> [Passage]
It is indicative that he felt it necessary at that point to prove US sincerity. He then proposed to Bulganin and Khrushchev that the US and the USSR “give each other a complete blueprint of our military establishments, from beginning to end” and “provide within our countries facilities for aerial reconnaissance to the other country…where you can make all the pictures you choose.”

It is hard to believe that the same man who was so hesitant on July 6 about the lesser measures of inspection proposed by the Russians was now sincerely ready two weeks later to exchange “a complete blueprint” of all military establishments with them. The plan looked more like public relations razzle-dazzle to cover a US retreat on disarmament. It must have been put forward only because Washington was sure that Moscow would reject it. For years we had accused the Russians of proposing disarmament without inspection. Now it looked as if we were proposing inspection without disarmament. Though it was presented as a way to prevent surprise attack, it would obviously have provided the Strategic Air Command with exactly the maps its bombers needed. The response could not have been a surprise. In his memoirs Eisenhower writes that Khrushchev rejected the “open skies” plan as “nothing more than a bald espionage plot against the USSR.” 18

Though negotiations went on interminably, hope of an agreement had disappeared. The US line had so far reversed itself that by May 4 of the following year (1956) Stassen was telling the UN disarmament subcommittee, “It is the US view that low force levels and drastic reduction in armaments—even though carried out under an armaments agreement—would not, if they were not accompanied by progress in the settlement of the major political issues, be in the interest of any country represented at this sub-committee table. These reductions would increase the danger of the outbreak of war….”19 Arms reduction had become a menace to peace!

The major political issue which is one key to the 1955 failure was the future of Germany. Washington wanted a reunified and rearmed Germany free to join the Western camp. The May 10 disarmament proposals would have ended the hope of this by liquidating both the NATO and Warsaw pacts with their forward bases and paving the way for a Germany that would be reunited but neutral (“the Austrian solution”) and with limited military forces.

One crucial date must not be forgotten. Five days before the dramatic Soviet about-face on disarmament, West Germany had joined NATO. Today the Bonn Federal Republic has 460,000 men under arms, NATO’s largest European contingent. If the Western proposals for ceilings on conventional armies had been put into effect after their acceptance by the Soviet Union, West Germany would not have been allowed to mobilize anywhere near that number of men.

It was May 5 that explains May 10. Germany was to be our main military bulwark in Europe as we now hope to make Japan our main military bulwark in Asia. German rearmament was the stumbling block to general disarmament. But it is hard to avoid the conclusion that even if there had been no German problem, some other excuse would have been found to keep the arms race going. Not until Kennedy took office was there another real chance to bring it under control and by that time a new monster had made its appearance, the Intercontinental Ballistic Missile, able to carry an H-bomb warhead in thirty minutes in either direction between the US and the USSR.

III

The opportunity, at the beginning of the Kennedy Administration, for a fresh start in curbing the nuclear arms race was not so dramatic as the Baruch plan or the May 10, 1955, Soviet draft treaty but was nevertheless substantial. It was lost, and while it was lost two new monsters were secretly being gestated, the ABM and the MIRV, the latter a new ICBM with multiple heads like some terrifying Hindu god of destruction.

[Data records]
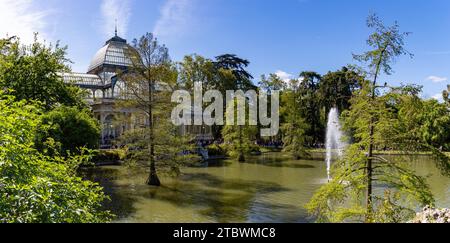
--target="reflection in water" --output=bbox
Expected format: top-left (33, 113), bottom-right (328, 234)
top-left (86, 153), bottom-right (450, 223)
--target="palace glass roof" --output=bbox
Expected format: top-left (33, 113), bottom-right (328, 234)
top-left (88, 36), bottom-right (132, 73)
top-left (60, 73), bottom-right (103, 87)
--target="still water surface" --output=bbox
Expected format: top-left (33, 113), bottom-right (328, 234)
top-left (85, 153), bottom-right (450, 223)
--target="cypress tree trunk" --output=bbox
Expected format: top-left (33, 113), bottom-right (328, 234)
top-left (366, 50), bottom-right (386, 223)
top-left (239, 126), bottom-right (245, 162)
top-left (147, 75), bottom-right (161, 186)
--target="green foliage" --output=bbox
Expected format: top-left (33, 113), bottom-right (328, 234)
top-left (319, 67), bottom-right (364, 114)
top-left (117, 33), bottom-right (192, 186)
top-left (259, 73), bottom-right (287, 94)
top-left (0, 36), bottom-right (86, 110)
top-left (307, 86), bottom-right (450, 223)
top-left (281, 81), bottom-right (312, 159)
top-left (222, 100), bottom-right (258, 162)
top-left (0, 95), bottom-right (111, 223)
top-left (443, 85), bottom-right (450, 107)
top-left (307, 15), bottom-right (450, 222)
top-left (36, 106), bottom-right (100, 156)
top-left (297, 72), bottom-right (325, 146)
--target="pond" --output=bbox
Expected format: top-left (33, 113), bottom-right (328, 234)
top-left (88, 153), bottom-right (450, 223)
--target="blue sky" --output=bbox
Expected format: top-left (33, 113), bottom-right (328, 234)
top-left (0, 0), bottom-right (450, 98)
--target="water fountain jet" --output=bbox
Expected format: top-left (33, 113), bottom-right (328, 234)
top-left (326, 108), bottom-right (347, 182)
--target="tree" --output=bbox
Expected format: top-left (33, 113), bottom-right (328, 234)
top-left (307, 13), bottom-right (450, 222)
top-left (0, 36), bottom-right (86, 110)
top-left (259, 73), bottom-right (287, 94)
top-left (119, 33), bottom-right (190, 186)
top-left (319, 67), bottom-right (364, 114)
top-left (214, 54), bottom-right (256, 93)
top-left (443, 85), bottom-right (450, 106)
top-left (222, 98), bottom-right (258, 162)
top-left (36, 106), bottom-right (100, 156)
top-left (179, 55), bottom-right (216, 91)
top-left (0, 94), bottom-right (112, 223)
top-left (281, 80), bottom-right (311, 160)
top-left (354, 15), bottom-right (410, 221)
top-left (298, 72), bottom-right (325, 146)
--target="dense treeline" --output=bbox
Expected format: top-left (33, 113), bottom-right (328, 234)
top-left (0, 12), bottom-right (450, 222)
top-left (0, 38), bottom-right (112, 223)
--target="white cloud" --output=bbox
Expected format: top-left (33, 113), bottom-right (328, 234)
top-left (275, 70), bottom-right (294, 83)
top-left (427, 76), bottom-right (448, 83)
top-left (153, 0), bottom-right (195, 37)
top-left (100, 0), bottom-right (131, 38)
top-left (0, 0), bottom-right (51, 43)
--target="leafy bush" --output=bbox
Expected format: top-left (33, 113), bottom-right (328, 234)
top-left (207, 144), bottom-right (227, 156)
top-left (36, 106), bottom-right (100, 156)
top-left (0, 94), bottom-right (112, 223)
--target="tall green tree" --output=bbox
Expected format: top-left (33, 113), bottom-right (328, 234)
top-left (307, 15), bottom-right (450, 222)
top-left (222, 100), bottom-right (258, 162)
top-left (119, 33), bottom-right (190, 186)
top-left (443, 85), bottom-right (450, 106)
top-left (214, 54), bottom-right (256, 93)
top-left (354, 15), bottom-right (410, 221)
top-left (298, 72), bottom-right (325, 146)
top-left (259, 73), bottom-right (287, 94)
top-left (319, 67), bottom-right (364, 114)
top-left (0, 36), bottom-right (86, 110)
top-left (281, 80), bottom-right (312, 159)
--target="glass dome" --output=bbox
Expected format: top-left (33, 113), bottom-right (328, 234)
top-left (88, 35), bottom-right (133, 74)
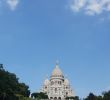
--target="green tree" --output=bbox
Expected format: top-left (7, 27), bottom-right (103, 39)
top-left (0, 64), bottom-right (30, 100)
top-left (102, 91), bottom-right (110, 100)
top-left (31, 92), bottom-right (48, 99)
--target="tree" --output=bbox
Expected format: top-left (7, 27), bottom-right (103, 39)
top-left (102, 91), bottom-right (110, 100)
top-left (66, 96), bottom-right (79, 100)
top-left (31, 92), bottom-right (48, 99)
top-left (0, 64), bottom-right (30, 100)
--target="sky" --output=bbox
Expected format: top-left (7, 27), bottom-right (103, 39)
top-left (0, 0), bottom-right (110, 97)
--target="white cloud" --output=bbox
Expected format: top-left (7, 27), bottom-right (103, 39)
top-left (6, 0), bottom-right (19, 10)
top-left (70, 0), bottom-right (110, 15)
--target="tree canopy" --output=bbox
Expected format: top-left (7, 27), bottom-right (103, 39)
top-left (0, 64), bottom-right (30, 100)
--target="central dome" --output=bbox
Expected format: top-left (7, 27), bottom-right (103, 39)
top-left (51, 64), bottom-right (63, 77)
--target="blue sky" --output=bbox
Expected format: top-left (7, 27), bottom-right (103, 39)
top-left (0, 0), bottom-right (110, 97)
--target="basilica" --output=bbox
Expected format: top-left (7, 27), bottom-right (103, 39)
top-left (41, 64), bottom-right (74, 100)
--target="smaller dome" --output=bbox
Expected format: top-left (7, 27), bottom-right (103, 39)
top-left (64, 79), bottom-right (70, 85)
top-left (44, 79), bottom-right (49, 85)
top-left (52, 64), bottom-right (63, 76)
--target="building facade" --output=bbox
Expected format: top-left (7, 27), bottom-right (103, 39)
top-left (41, 64), bottom-right (74, 100)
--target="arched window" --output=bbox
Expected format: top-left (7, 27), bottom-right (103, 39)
top-left (55, 88), bottom-right (57, 93)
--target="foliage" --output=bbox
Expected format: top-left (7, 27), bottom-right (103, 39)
top-left (31, 92), bottom-right (48, 99)
top-left (66, 96), bottom-right (79, 100)
top-left (0, 64), bottom-right (30, 100)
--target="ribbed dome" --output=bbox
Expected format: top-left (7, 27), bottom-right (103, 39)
top-left (51, 64), bottom-right (63, 76)
top-left (64, 79), bottom-right (70, 85)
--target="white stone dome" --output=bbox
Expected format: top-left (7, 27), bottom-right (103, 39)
top-left (51, 64), bottom-right (63, 76)
top-left (64, 79), bottom-right (70, 85)
top-left (44, 79), bottom-right (49, 85)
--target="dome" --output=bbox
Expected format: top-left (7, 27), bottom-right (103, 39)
top-left (51, 64), bottom-right (63, 76)
top-left (44, 79), bottom-right (49, 85)
top-left (64, 79), bottom-right (70, 85)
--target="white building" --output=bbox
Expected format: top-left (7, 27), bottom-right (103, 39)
top-left (41, 64), bottom-right (74, 100)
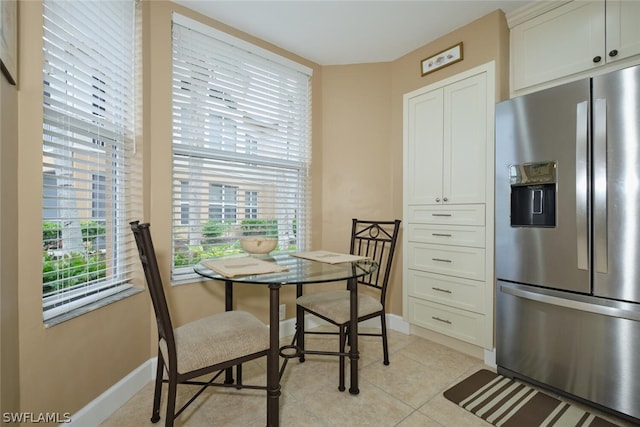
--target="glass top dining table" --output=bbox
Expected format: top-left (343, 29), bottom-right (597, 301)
top-left (193, 254), bottom-right (378, 426)
top-left (194, 254), bottom-right (378, 285)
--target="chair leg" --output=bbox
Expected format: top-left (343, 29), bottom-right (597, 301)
top-left (380, 312), bottom-right (389, 365)
top-left (151, 352), bottom-right (164, 423)
top-left (164, 375), bottom-right (178, 427)
top-left (296, 306), bottom-right (304, 363)
top-left (338, 326), bottom-right (347, 391)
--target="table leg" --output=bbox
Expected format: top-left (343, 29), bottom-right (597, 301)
top-left (348, 278), bottom-right (360, 394)
top-left (267, 284), bottom-right (280, 427)
top-left (224, 280), bottom-right (233, 384)
top-left (292, 284), bottom-right (304, 363)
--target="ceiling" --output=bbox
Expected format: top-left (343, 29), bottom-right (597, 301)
top-left (173, 0), bottom-right (533, 65)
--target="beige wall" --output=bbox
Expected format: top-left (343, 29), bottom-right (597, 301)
top-left (0, 25), bottom-right (20, 414)
top-left (324, 11), bottom-right (509, 315)
top-left (0, 1), bottom-right (508, 422)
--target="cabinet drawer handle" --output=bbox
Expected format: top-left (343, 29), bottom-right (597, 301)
top-left (431, 316), bottom-right (451, 325)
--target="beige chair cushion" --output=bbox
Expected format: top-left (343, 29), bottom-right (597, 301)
top-left (159, 311), bottom-right (269, 374)
top-left (296, 290), bottom-right (382, 324)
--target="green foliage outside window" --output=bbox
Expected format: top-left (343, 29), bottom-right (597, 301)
top-left (42, 221), bottom-right (107, 293)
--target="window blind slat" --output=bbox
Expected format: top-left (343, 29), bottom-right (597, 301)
top-left (172, 15), bottom-right (311, 280)
top-left (42, 0), bottom-right (141, 320)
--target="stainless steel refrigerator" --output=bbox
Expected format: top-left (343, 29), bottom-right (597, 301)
top-left (495, 66), bottom-right (640, 423)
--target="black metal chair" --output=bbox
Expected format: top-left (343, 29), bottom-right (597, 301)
top-left (295, 218), bottom-right (400, 391)
top-left (130, 221), bottom-right (269, 426)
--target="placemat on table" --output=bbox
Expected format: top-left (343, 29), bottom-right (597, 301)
top-left (291, 251), bottom-right (371, 264)
top-left (202, 257), bottom-right (288, 277)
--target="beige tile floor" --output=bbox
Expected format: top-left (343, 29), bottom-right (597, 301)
top-left (102, 331), bottom-right (632, 427)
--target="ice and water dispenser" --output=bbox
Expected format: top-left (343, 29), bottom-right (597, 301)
top-left (509, 162), bottom-right (556, 227)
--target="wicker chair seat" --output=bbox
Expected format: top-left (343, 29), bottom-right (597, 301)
top-left (159, 311), bottom-right (269, 374)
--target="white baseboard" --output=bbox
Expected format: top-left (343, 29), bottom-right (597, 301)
top-left (70, 314), bottom-right (409, 427)
top-left (69, 357), bottom-right (157, 427)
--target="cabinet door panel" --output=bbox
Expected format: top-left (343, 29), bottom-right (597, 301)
top-left (406, 205), bottom-right (485, 226)
top-left (406, 224), bottom-right (485, 248)
top-left (405, 89), bottom-right (443, 204)
top-left (511, 1), bottom-right (605, 90)
top-left (407, 243), bottom-right (485, 281)
top-left (408, 298), bottom-right (491, 348)
top-left (443, 73), bottom-right (487, 204)
top-left (407, 269), bottom-right (485, 314)
top-left (606, 0), bottom-right (640, 61)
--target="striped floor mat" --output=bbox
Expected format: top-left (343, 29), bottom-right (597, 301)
top-left (444, 369), bottom-right (616, 427)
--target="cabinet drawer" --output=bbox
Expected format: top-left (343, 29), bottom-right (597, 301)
top-left (407, 243), bottom-right (485, 281)
top-left (407, 205), bottom-right (484, 226)
top-left (408, 297), bottom-right (491, 348)
top-left (405, 224), bottom-right (485, 248)
top-left (406, 269), bottom-right (486, 313)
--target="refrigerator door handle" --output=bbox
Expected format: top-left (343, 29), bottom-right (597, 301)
top-left (593, 99), bottom-right (609, 273)
top-left (576, 101), bottom-right (589, 270)
top-left (500, 285), bottom-right (640, 321)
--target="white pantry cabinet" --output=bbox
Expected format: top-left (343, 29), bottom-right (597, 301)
top-left (509, 0), bottom-right (640, 94)
top-left (403, 62), bottom-right (495, 349)
top-left (406, 73), bottom-right (487, 204)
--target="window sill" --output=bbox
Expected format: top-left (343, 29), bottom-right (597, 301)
top-left (44, 287), bottom-right (144, 328)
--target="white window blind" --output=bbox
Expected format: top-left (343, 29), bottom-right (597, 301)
top-left (172, 15), bottom-right (311, 280)
top-left (42, 0), bottom-right (140, 320)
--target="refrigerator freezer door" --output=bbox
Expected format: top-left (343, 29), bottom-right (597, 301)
top-left (496, 281), bottom-right (640, 419)
top-left (495, 80), bottom-right (591, 293)
top-left (593, 67), bottom-right (640, 302)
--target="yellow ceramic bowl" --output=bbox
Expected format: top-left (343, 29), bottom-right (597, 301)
top-left (240, 237), bottom-right (278, 254)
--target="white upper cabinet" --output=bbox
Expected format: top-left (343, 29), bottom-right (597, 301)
top-left (405, 73), bottom-right (487, 204)
top-left (510, 0), bottom-right (640, 92)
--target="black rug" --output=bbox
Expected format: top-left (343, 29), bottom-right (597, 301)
top-left (444, 369), bottom-right (617, 427)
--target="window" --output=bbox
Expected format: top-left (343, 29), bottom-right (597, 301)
top-left (209, 184), bottom-right (238, 224)
top-left (42, 0), bottom-right (140, 320)
top-left (172, 14), bottom-right (311, 280)
top-left (244, 191), bottom-right (258, 219)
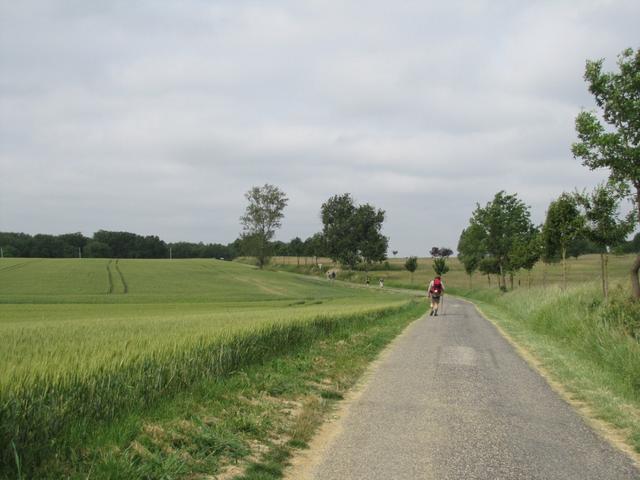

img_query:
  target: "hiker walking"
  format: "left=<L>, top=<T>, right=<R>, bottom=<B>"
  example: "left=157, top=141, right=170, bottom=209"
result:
left=427, top=275, right=444, bottom=317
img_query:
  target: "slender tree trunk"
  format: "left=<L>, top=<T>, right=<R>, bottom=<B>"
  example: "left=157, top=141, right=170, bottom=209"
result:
left=631, top=255, right=640, bottom=301
left=600, top=252, right=607, bottom=300
left=630, top=182, right=640, bottom=301
left=604, top=253, right=609, bottom=299
left=562, top=247, right=567, bottom=290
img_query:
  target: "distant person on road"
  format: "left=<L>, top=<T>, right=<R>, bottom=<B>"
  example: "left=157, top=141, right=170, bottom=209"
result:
left=427, top=275, right=444, bottom=317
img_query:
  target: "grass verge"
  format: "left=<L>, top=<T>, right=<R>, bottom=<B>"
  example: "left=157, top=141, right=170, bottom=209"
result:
left=452, top=285, right=640, bottom=453
left=5, top=302, right=426, bottom=479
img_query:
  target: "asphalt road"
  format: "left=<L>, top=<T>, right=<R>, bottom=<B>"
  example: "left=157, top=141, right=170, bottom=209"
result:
left=309, top=297, right=640, bottom=480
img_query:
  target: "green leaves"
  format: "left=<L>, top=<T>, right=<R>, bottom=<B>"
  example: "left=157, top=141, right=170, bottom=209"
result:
left=459, top=191, right=536, bottom=282
left=321, top=193, right=389, bottom=268
left=240, top=183, right=289, bottom=268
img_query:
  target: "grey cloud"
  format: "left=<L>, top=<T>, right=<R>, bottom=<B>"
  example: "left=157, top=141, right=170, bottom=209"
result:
left=0, top=0, right=640, bottom=254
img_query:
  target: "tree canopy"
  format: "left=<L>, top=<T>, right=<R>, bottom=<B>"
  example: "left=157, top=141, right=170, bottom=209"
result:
left=571, top=48, right=640, bottom=299
left=240, top=183, right=289, bottom=268
left=320, top=193, right=389, bottom=268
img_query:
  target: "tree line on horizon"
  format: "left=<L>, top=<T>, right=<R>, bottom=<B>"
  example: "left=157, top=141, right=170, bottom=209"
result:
left=458, top=48, right=640, bottom=299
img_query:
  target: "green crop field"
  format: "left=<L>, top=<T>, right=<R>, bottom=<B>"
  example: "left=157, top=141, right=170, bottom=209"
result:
left=0, top=259, right=416, bottom=474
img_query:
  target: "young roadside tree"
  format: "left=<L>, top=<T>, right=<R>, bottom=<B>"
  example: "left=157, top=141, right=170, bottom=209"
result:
left=542, top=193, right=584, bottom=288
left=511, top=227, right=542, bottom=288
left=571, top=48, right=640, bottom=301
left=320, top=193, right=389, bottom=269
left=354, top=203, right=389, bottom=271
left=429, top=247, right=453, bottom=276
left=240, top=183, right=289, bottom=268
left=458, top=224, right=486, bottom=288
left=289, top=237, right=304, bottom=266
left=307, top=233, right=325, bottom=265
left=478, top=257, right=500, bottom=286
left=470, top=191, right=533, bottom=290
left=576, top=184, right=636, bottom=299
left=404, top=257, right=418, bottom=283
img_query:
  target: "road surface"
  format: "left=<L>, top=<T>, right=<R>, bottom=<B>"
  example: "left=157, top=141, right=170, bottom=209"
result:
left=296, top=297, right=640, bottom=480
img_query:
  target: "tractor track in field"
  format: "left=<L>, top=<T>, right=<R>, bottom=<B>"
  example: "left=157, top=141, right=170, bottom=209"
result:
left=107, top=260, right=113, bottom=295
left=115, top=258, right=129, bottom=295
left=0, top=260, right=38, bottom=272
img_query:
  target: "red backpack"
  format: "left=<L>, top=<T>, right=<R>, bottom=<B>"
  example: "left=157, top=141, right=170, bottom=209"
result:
left=431, top=278, right=442, bottom=295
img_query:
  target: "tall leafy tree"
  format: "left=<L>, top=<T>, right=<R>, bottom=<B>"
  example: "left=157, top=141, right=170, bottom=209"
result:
left=320, top=193, right=389, bottom=268
left=511, top=227, right=542, bottom=287
left=404, top=257, right=418, bottom=283
left=470, top=191, right=533, bottom=289
left=240, top=183, right=289, bottom=268
left=289, top=237, right=304, bottom=265
left=354, top=203, right=389, bottom=267
left=429, top=247, right=453, bottom=275
left=542, top=193, right=584, bottom=288
left=577, top=184, right=635, bottom=298
left=571, top=48, right=640, bottom=300
left=458, top=224, right=486, bottom=288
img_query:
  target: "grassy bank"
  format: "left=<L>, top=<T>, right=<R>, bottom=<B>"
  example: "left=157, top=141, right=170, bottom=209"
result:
left=0, top=259, right=420, bottom=478
left=452, top=285, right=640, bottom=452
left=6, top=302, right=425, bottom=479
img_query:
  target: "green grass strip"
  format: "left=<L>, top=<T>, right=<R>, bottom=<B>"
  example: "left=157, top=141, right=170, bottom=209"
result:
left=455, top=285, right=640, bottom=452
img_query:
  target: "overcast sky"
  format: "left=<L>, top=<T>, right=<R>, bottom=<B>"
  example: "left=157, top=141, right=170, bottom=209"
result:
left=0, top=0, right=640, bottom=256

> [Challenge 1] In the text on the nuclear arms race, how many men does the Bonn Federal Republic have under arms?
> [Challenge 2] Write the next part of the text on the nuclear arms race, picking up after its final sentence.
The data records are separate material and have no connection to the text on the nuclear arms race.

> [Final result 1] 460,000 men

> [Final result 2]
Basically the opportunity was missed because Kennedy as President, like Kennedy as Senator and as candidate tried to ride two horses at once in two opposite directions, rearmament and disarmament. In the Senate I can recall an occasion when in the short space of one week he made two speeches, one, idealistic and eloquent, on the need to end the arms race, the other, alarmist, on the need to fill that nonexistent “missile gap.” This might have been fallacious logic but it was—as they say—practical politics. It served to keep his lines open to two antagonistic constituencies, the powerful armament makers with their allies in the military bureaucracy, and a public increasingly anxious about the mounting cost and danger.

In justice to John F. Kennedy it must be said that the effort to please both at once was characteristic of all the great powers before World War I as it has been of every US Administration since World War II. This was the trap that private interest, the sheer inertial mass of the military bureaucracy, and the ancient instincts of mankind had set, and in which we are still caught. The result has been to make disarmament negotiations nothing more than an exercise to disarm the public, while the arms race spirals ever upward.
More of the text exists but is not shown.